Note how many lines of the material that follows include the string "distant", and state only that number.

Data under study section start

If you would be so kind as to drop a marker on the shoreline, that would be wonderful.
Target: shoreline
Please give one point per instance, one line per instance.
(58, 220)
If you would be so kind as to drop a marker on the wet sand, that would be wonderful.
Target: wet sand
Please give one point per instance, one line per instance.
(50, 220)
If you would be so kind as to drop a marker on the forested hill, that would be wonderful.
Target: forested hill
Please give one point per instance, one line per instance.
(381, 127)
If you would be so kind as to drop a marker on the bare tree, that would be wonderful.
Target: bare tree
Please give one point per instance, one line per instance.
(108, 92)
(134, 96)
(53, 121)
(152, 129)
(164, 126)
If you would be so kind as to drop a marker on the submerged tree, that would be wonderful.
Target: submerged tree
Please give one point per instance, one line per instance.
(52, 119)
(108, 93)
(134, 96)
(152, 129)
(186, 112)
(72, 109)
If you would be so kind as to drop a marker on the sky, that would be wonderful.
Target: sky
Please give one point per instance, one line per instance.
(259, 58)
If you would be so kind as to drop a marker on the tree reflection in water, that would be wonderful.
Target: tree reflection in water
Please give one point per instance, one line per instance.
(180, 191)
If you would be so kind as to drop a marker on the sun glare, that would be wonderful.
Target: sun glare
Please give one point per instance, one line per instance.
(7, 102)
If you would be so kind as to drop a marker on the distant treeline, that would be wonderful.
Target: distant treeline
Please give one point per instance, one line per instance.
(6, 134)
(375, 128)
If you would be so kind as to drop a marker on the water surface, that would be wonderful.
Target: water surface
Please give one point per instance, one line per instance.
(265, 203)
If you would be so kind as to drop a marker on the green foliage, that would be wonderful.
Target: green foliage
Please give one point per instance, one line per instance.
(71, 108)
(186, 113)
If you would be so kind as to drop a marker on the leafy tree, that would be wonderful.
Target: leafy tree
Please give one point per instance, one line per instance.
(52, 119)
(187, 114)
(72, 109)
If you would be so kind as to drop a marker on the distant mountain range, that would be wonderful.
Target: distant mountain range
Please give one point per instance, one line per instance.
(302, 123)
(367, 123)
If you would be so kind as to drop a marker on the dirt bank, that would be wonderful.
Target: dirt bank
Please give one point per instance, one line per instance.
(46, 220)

Data under study section end

**Task solution:** 4